### Série d'exercices
(1) D'après le texte sur l'Union européenne et la démocratie, que veut dire « mandat impératif » ?
(2) Écrivez la suite du texte sur l'Union européenne et la démocratie, à partir de sa dernière phrase.

### Extrait du document
- - - -

Le déploiement de mauvaise foi et de mépris qui a suivi le Brexit appelle une mise au point sur ce que l’on peut reprocher à l’Union européenne. Car à entendre tous ceux qui la défendent, elle ne pèche que par la médiocrité ou la lâcheté des hommes qui la pilotent, mais n’est en rien nuisible dans ses principes et son organisation institutionnelle.

Parce que les traités européens énumèrent un catalogue de droits, ont mis sur pied un système juridique  performant et que les décisions européennes sont prises au Conseil de l’union européenne par les ministres et au parlement par des représentants élus au sein de chaque Etat membre, il n’y a rien à redire sur la démocratie européenne,  rien à lui reprocher. Ceux qui la rejettent sont donc des proto-fascistes irrationnels ou idiots qui, pour le moins, haïssent la démocratie.

Pour leur répondre, on pourrait commencer par un simple constat : aucun des Etats membres de l’Union européenne n’est véritablement démocratique. Ils sont tous des « démocraties » représentatives dont les représentants n’ont aucun mandat impératif (c’est-à-dire aucune obligation légale de faire ce pour quoi ils ont été élus), sont des professionnels issus du même milieu socio-culturel et sélectionnés par des machines de conquête du pouvoir (les partis) ainsi que vendus avec un produit d’appel (les programmes, les classements idéologiques) aussi superficiels et vains que les produits de lessive. Ils ont tous surdéveloppé leurs exécutifs aussi bien  dans leurs moyens techniques de contrôle et de contrainte que dans leurs moyens légaux, étendus à la totalité de l’existence des citoyens. Les membres de ces gouvernements ne sont généralement pas élus, ne rendent de compte qu’à leurs partis, sont indéboulonnables durant leur mandat et sont entourés de cabinets politiques et de lobbies sans que la population ait quoi que ce soit à dire à leur propos. Ils n’ont en face d’eux aucun contre-pouvoir puisque le législatif suit les ordres du parti et calcule les intérêts de législature, que les associations de la société civile sont largement financées par l’Etat et que les techniques de contestation légales du pouvoir (manifestations, grèves, expression libre, etc.) sont rendues inopérantes par la dispersion, la complexification et l’éloignement des centres de commandement privés et publics ainsi que par le conformisme induit, travaillé, du spectacle permanent et des medias de masse (y compris internet dont les moteurs de recherche enferment les individus dans les stéréotypes de leur niche sociale).

- - - -

### Matériel présenté

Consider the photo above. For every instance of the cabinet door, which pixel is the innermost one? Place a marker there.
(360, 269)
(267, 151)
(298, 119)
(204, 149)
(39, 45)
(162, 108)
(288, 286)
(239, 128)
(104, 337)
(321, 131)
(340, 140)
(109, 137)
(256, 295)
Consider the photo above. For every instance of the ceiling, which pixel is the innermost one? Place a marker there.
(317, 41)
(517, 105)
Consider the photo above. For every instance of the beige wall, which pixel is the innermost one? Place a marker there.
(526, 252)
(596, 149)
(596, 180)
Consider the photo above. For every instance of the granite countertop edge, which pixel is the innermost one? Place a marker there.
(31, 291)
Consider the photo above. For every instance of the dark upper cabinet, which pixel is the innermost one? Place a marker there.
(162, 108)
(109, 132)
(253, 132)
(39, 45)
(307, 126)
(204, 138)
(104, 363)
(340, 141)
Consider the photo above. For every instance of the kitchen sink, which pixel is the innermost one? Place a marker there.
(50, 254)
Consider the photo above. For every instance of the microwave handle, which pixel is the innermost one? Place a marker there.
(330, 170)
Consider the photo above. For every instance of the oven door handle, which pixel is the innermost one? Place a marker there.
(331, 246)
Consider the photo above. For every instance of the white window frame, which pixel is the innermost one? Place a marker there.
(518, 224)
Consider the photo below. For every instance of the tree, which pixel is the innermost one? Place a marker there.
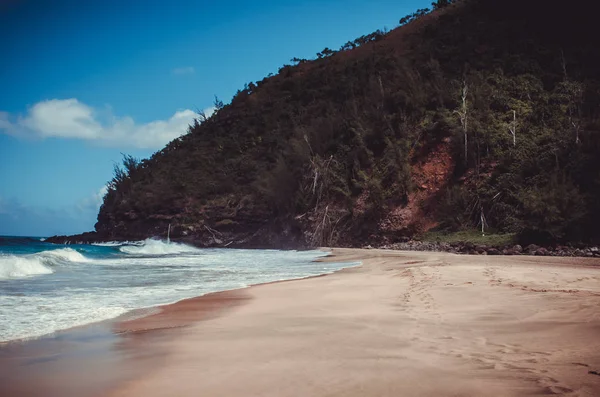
(513, 128)
(462, 112)
(441, 4)
(218, 104)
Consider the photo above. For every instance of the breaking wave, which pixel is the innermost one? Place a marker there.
(19, 266)
(153, 247)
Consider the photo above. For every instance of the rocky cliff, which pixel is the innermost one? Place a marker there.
(476, 112)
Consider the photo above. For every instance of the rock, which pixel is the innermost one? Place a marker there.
(531, 249)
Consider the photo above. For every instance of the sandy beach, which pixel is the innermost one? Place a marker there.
(402, 324)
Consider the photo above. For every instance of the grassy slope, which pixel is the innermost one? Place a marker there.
(361, 119)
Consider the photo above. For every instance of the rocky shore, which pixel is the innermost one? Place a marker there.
(468, 248)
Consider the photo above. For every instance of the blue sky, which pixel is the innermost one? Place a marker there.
(84, 81)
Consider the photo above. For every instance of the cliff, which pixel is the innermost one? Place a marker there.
(476, 112)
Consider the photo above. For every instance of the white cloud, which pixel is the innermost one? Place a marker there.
(72, 119)
(182, 71)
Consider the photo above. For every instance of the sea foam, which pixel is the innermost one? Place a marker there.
(18, 266)
(151, 247)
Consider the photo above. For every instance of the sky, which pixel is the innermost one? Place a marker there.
(82, 82)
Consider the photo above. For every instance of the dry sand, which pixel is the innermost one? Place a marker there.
(402, 324)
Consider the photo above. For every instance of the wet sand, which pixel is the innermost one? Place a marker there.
(402, 324)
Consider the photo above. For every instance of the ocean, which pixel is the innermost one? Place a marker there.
(48, 287)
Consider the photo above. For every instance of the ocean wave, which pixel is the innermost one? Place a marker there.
(19, 266)
(158, 247)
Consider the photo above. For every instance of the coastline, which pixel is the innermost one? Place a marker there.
(113, 347)
(376, 329)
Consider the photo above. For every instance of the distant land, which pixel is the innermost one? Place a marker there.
(475, 115)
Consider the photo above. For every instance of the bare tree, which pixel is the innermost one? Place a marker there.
(463, 114)
(513, 128)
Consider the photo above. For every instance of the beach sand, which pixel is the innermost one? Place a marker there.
(402, 324)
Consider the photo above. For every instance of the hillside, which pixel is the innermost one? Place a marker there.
(477, 111)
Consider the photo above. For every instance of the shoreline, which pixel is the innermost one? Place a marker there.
(114, 343)
(160, 344)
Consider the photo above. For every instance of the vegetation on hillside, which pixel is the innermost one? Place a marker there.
(327, 146)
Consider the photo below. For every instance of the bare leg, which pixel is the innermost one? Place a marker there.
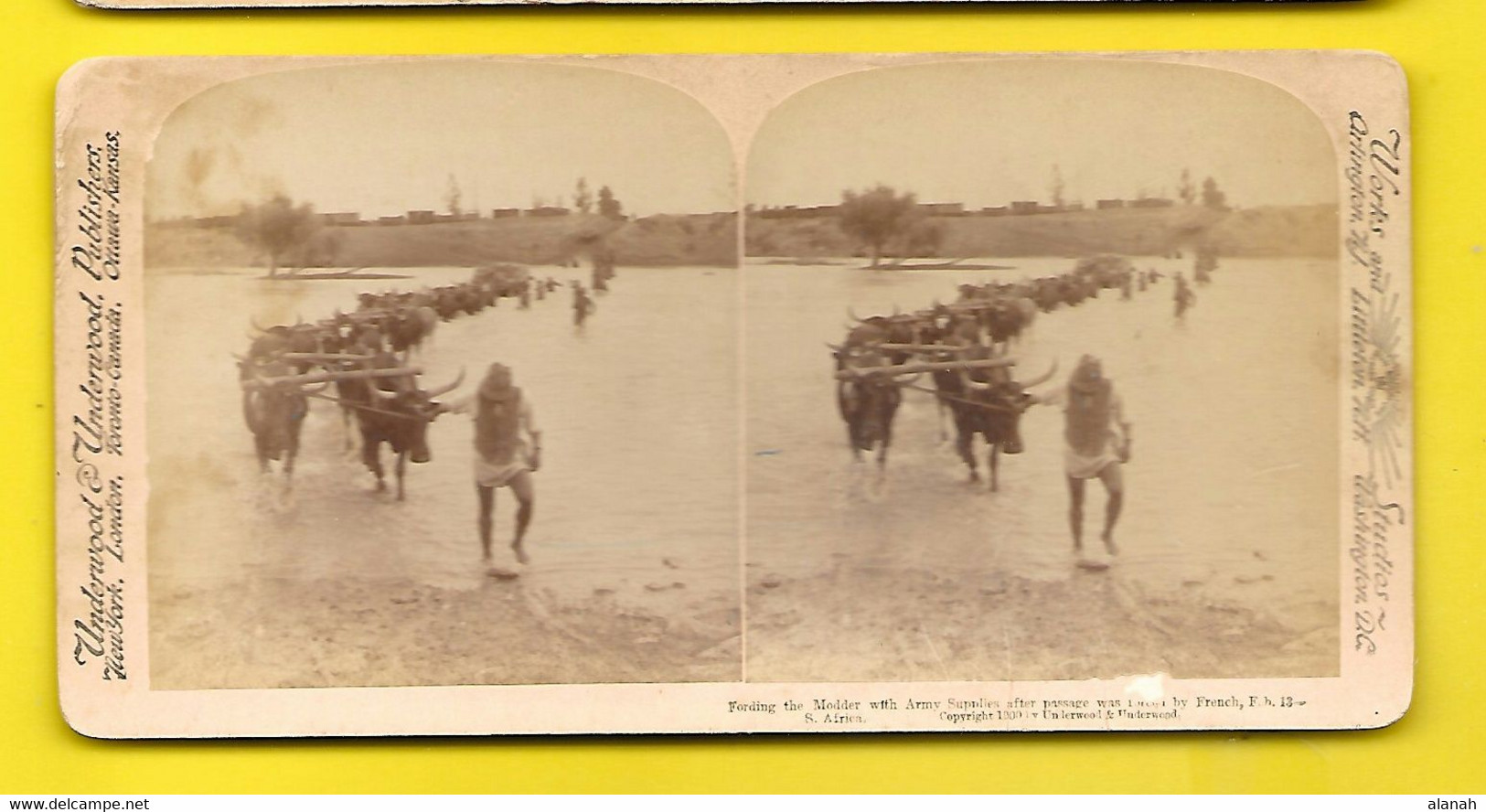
(1076, 512)
(525, 491)
(486, 510)
(1115, 486)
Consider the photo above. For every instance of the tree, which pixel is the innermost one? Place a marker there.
(582, 198)
(452, 197)
(608, 206)
(1212, 195)
(1186, 190)
(877, 216)
(277, 228)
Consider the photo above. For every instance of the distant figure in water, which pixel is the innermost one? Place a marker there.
(582, 305)
(507, 453)
(1097, 443)
(1183, 296)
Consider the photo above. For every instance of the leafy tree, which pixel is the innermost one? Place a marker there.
(877, 218)
(277, 228)
(610, 206)
(1212, 195)
(582, 198)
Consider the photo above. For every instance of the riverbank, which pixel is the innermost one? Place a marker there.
(661, 240)
(1252, 232)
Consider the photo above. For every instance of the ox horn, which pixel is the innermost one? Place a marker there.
(449, 389)
(970, 382)
(1042, 378)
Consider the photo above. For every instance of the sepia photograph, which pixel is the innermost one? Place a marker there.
(732, 393)
(1042, 377)
(415, 342)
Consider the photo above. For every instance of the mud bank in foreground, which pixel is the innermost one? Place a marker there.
(337, 634)
(936, 628)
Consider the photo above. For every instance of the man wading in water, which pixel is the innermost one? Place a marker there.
(507, 453)
(1097, 437)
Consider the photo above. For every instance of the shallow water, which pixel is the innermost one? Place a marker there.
(1231, 491)
(637, 488)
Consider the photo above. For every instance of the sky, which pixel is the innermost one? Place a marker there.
(989, 133)
(387, 137)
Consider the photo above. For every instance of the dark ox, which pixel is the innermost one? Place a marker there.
(273, 412)
(987, 403)
(868, 403)
(399, 418)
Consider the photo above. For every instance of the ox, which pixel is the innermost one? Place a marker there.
(273, 412)
(868, 403)
(399, 418)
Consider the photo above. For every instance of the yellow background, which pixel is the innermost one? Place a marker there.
(1438, 748)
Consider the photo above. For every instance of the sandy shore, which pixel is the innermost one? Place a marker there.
(340, 633)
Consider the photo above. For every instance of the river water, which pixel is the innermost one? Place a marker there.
(1232, 488)
(687, 432)
(637, 489)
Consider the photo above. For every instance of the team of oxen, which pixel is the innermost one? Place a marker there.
(965, 348)
(363, 360)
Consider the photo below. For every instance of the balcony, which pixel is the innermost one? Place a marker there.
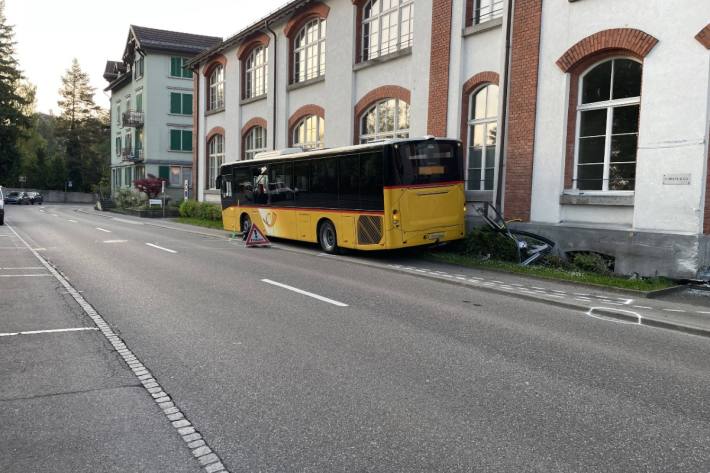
(132, 155)
(132, 119)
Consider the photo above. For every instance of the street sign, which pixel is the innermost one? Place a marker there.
(256, 237)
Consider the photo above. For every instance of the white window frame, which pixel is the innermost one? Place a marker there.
(472, 122)
(609, 105)
(379, 135)
(256, 75)
(215, 158)
(317, 44)
(376, 18)
(216, 89)
(251, 147)
(310, 122)
(492, 9)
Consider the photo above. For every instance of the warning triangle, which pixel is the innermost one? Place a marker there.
(256, 237)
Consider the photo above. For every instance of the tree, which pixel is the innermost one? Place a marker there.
(13, 117)
(83, 127)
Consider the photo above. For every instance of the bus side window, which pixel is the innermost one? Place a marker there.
(349, 182)
(301, 189)
(371, 182)
(280, 185)
(243, 185)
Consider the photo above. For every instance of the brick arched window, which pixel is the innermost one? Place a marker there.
(383, 27)
(214, 72)
(306, 31)
(215, 158)
(479, 129)
(254, 59)
(254, 138)
(606, 70)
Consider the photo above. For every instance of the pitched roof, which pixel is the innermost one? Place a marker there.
(163, 40)
(276, 15)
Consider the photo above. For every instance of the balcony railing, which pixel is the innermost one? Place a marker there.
(133, 119)
(132, 155)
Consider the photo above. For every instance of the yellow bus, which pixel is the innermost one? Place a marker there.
(377, 196)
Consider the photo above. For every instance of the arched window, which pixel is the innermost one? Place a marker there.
(309, 133)
(607, 126)
(256, 72)
(386, 119)
(254, 141)
(215, 158)
(386, 27)
(216, 89)
(482, 138)
(309, 51)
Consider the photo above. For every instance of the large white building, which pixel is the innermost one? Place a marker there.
(151, 107)
(591, 127)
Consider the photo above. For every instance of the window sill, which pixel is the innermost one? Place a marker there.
(305, 83)
(624, 199)
(253, 99)
(385, 58)
(481, 27)
(213, 112)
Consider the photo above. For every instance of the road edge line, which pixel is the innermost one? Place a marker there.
(200, 450)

- - - -

### Les réponses
(1) C'est l'obligation légale de faire ce pour quoi on a été élu.

(2)
On ne négocie pas avec le libre-échange

L’Union européenne est l’un des moyens institutionnels par lesquels ces gouvernements ont retiré une bonne partie des principaux pans de pouvoir (puisque la législation des pays de l’UE est à 70% d’origine européenne) non seulement du contrôle, mais de la perception même du citoyen. En effet, les pays membres de l’UE se sont vendus à une gouvernance automatique dans certains domaines essentiels de leur souveraineté – des domaines qui sont comme des trous noirs, c’est-à-dire qui absorbent inexorablement tous les autres, les soumettent à leur logique : qui veut assurer les principes absolus du libre-échange et de la libre concurrence doit modifier sa législation jusque dans les plus petits détails de la vie quotidienne de sa population. Des législations sur l’hygiène à celles sur le travail, en passant par celles sur l’environnement ou sur la culture, ou encore sur la finance. A ce jeu, les grosses entreprises sont toujours plus favorisées que les petites, et l’agriculture industrielle bien davantage que l’agriculture familiale. Les Etats membres qui ont, en sus, accepté la gouvernance automatique autour de leur monnaie (autour des seuls critères d’une inflation limitée et d’un contrôle budgétaire constant), ont carrément abandonné le dernier levier qui protégeait encore leurs travailleurs. Que l’on ne s’y trompe pas : il ne s’agit pas, dans l’UE, d’un choix politique sur lequel on puisse revenir; il n’est pas optionnel : c’est la logique intrinsèque de l’institution; on peut négocier, compenser à la marge, mais pas en changer : le libre-échange n’est pas négociable.

Cinq problèmes de taille

Cette logique est gravée dans les traités. Par l’existence de certaines institutions (la Commission) et est assurée par un certain nombre de règles de prise de décision, de distribution du pouvoir administratif et législatif, ainsi que par des choix politiques décisifs, comme le choix d’étendre l’Union à de si nombreux partenaires – et si différents – qu’il devient impossible de renégocier les traités de base. Cette constitutionnalisation effective d’une idéologie économique (le libéralisme libre-échangiste et monétariste) est en soi le premier problème démocratique de l’Union européenne.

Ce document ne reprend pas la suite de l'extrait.